◆ TAREFA PROPOSTA 1 ◆
Responda às perguntas seguintes com base no excerto jurídico abaixo.
(a) No ponto 4, que artigos do Código Civil teriam sido violados pelo Tribunal "a quo" ao proferir um juízo de censura sobre as Adendas?
(b) No ponto 5, que artigo do Código Civil é preterido pela decisão baseada no "intuitu personae"?
(c) No ponto 5, a quem cabe provar o "intuitu personae"?
◆ TAREFA PROPOSTA 2 ◆
Redija a continuação do excerto jurídico abaixo, começando logo após a sua última frase.

◆ TEXTO FORNECIDO ◆
·····
4 — Mais violou, o Tribunal “a quo”, o plasmado nos artigos 752° e 236°, n°1, do Código Civil, ao proferir um juízo de censura relativamente ao conteúdo das Adendas em apreço, decidindo contrariamente ao teor das mesmas, reguladoras da vontade real das partes bem como a orientação seguida pela STJ, no que a esta matéria respeita.

5 — O Meritíssimo Juiz do Tribunal “a quo” ao decidir pela resolução do contrato em causa, ao invés, da desistência do dono da obra, baseando a sua decisão no “intuitu personae” pretere o disposto no artigo 1230° do Código Civil, nos termos do qual esse “intuitu personae” não se presume, antes tem que ser provado pelo Autor e conforme se vislumbra dos factos dados como assentes, tal não sucedeu.
·····
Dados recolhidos
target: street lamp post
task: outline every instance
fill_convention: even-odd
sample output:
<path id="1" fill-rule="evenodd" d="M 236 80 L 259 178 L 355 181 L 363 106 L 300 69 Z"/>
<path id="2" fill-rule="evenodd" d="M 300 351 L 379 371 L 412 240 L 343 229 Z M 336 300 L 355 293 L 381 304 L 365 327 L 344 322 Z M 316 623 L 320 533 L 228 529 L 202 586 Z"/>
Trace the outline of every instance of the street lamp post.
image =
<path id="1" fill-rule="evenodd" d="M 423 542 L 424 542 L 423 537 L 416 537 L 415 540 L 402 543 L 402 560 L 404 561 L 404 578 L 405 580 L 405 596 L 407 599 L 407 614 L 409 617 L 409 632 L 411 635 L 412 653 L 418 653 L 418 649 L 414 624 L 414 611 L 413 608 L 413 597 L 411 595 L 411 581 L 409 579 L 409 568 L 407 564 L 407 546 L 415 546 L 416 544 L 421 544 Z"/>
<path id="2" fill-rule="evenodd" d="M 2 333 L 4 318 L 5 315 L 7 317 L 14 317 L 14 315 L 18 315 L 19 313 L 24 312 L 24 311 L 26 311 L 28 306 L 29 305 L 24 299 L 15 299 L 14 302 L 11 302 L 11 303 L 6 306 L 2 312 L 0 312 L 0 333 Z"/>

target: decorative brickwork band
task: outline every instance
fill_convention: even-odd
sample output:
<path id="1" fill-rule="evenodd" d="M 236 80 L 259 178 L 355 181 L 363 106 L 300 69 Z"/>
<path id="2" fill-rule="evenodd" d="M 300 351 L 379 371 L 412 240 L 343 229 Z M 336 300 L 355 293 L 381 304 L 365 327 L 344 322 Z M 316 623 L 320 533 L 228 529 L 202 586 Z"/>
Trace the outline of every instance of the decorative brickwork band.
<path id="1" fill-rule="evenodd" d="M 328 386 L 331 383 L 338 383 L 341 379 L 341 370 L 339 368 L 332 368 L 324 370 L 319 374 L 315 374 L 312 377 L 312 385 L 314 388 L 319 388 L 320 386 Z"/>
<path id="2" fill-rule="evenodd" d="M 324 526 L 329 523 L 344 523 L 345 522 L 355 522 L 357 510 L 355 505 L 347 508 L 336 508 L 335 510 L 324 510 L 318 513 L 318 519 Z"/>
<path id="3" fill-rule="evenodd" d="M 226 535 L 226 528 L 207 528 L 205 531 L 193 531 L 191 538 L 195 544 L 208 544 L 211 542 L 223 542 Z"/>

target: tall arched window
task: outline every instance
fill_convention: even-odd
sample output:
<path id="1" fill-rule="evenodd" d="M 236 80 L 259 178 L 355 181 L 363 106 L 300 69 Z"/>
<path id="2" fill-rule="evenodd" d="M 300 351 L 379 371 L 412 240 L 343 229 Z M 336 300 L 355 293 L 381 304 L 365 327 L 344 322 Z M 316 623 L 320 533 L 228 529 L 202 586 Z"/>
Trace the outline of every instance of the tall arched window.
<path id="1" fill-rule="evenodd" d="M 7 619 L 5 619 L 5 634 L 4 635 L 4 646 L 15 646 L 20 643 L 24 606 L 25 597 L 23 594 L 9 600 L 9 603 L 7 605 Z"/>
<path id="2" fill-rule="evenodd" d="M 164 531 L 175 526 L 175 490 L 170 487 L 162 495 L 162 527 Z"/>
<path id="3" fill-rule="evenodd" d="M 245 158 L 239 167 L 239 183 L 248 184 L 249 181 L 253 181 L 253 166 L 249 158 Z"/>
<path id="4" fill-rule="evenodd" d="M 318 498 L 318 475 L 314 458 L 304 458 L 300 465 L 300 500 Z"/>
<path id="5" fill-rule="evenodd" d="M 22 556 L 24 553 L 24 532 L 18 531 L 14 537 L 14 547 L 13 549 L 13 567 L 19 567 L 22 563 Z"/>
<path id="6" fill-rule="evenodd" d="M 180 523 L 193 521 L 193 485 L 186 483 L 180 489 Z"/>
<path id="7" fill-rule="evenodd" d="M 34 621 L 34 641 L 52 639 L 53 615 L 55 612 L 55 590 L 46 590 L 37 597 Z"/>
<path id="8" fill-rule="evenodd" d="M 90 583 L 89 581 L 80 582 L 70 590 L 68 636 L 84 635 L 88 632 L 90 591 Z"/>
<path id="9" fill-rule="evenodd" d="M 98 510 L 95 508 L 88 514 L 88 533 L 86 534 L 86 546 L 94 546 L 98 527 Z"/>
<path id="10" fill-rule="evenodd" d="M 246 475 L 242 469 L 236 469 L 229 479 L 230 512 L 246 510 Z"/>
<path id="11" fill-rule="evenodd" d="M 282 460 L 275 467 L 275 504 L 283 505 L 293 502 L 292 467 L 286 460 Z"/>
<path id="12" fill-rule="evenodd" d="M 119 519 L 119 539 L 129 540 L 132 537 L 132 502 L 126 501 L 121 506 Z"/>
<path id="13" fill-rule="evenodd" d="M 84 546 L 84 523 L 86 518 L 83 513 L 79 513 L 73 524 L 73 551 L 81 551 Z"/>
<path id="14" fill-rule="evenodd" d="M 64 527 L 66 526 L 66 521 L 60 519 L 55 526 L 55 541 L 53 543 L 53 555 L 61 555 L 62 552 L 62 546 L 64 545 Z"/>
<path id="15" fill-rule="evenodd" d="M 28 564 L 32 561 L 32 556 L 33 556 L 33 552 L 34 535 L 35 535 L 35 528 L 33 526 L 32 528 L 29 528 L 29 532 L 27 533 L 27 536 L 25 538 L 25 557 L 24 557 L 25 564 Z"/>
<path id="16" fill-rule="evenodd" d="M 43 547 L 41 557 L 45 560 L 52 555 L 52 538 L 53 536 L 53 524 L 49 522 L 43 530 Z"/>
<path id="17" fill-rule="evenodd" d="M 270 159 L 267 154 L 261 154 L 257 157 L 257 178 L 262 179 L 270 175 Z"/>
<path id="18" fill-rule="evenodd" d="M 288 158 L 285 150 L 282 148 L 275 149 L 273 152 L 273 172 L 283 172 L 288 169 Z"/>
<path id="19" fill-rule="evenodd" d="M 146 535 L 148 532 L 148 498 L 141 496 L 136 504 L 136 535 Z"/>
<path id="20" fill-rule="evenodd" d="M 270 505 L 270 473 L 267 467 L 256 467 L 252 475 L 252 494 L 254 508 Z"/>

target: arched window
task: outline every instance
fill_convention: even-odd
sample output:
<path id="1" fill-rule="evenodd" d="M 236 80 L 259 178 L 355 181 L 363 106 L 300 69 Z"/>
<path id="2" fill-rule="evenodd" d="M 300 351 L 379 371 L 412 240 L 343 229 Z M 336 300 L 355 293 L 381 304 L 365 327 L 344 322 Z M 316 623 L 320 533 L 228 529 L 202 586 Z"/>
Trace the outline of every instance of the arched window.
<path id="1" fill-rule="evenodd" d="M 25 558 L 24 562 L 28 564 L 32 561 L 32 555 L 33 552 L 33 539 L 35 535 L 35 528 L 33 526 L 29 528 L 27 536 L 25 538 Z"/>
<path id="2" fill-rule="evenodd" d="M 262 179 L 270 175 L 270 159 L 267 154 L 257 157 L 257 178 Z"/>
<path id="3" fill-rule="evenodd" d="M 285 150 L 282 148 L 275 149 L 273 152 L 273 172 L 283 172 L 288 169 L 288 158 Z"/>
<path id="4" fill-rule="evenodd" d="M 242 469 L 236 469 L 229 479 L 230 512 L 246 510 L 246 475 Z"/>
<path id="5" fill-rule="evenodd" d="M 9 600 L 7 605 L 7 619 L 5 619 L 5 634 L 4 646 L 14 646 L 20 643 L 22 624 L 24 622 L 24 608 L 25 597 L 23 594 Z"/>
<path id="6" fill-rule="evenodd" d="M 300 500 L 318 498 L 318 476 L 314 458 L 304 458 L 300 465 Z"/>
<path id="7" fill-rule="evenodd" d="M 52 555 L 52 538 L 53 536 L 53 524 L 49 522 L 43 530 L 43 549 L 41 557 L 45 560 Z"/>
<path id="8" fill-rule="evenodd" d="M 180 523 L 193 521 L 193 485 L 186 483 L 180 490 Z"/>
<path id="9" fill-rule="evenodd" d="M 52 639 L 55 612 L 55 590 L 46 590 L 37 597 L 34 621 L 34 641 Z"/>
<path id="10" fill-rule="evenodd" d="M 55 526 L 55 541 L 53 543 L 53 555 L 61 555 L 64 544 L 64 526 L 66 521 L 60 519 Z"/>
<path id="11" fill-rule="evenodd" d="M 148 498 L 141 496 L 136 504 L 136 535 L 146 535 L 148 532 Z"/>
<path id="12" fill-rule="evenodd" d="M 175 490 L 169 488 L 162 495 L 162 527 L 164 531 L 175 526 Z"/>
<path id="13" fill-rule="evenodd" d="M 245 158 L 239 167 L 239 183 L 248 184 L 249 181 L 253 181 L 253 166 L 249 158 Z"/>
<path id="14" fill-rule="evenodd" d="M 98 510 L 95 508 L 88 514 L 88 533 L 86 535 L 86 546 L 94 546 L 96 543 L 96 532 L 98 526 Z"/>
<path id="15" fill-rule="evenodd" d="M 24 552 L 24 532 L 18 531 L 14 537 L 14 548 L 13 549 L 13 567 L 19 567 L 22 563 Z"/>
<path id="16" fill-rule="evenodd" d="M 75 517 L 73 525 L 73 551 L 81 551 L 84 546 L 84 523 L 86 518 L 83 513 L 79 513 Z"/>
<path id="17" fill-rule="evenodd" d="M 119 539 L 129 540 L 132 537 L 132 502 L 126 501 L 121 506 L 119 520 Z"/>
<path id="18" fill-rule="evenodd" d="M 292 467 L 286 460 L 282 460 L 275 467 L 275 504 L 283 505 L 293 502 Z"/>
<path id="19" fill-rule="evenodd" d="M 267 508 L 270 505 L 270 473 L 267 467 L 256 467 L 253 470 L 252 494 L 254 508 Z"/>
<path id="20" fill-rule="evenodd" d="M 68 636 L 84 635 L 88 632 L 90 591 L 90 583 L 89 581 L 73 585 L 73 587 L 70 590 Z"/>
·····
◆ RESPOSTA À TAREFA 1 ◆
(a) Os artigos 752° e 236°, n°1, do Código Civil.
(b) O artigo 1230° do Código Civil.
(c) Ao Autor.

◆ RESPOSTA À TAREFA 2 ◆
6 – A Douta Sentença recorrida atribui ao Réu, ora recorrente, factos que face à análise dos depoimentos das testemunhas, prestados em sede de audiência de julgamento, não foram por este praticados, já que o mesmo não teve qualquer intervenção no aludido “desaguisado”.

7 — Nestes termos, a Douta Sentença recorrida, ao decidir pela improcedência do pedido reconvencional, formulado pelo Réu, ora recorrente, viola os preceitos legais aí mencionados.

Pelo que se deixa dito, requer-se a revogação parcial, nos termos sobreditos, da Douta Sentença recorrida e, consequentemente, a condenação do Autor, aqui recorrido, no pedido reconvencional, formulado pelo Réu, aqui recorrente.

O Autor contra-alegou batendo-se pela confirmação do julgado.
***

Colhidos os vistos legais cumpre decidir, tendo em conta a seguinte matéria de facto:

Especificação:

A) — Por orçamento de 15/09/1999, apresentado pelo réu, no valor global de 15.000.000$00 (€ 74.819,68), o autor adjudicou-lhe a empreitada de pedreiro e cimenteiro para construção de duas moradias nos lotes 34 e 35 fase B, Urbanização .........., em .......... .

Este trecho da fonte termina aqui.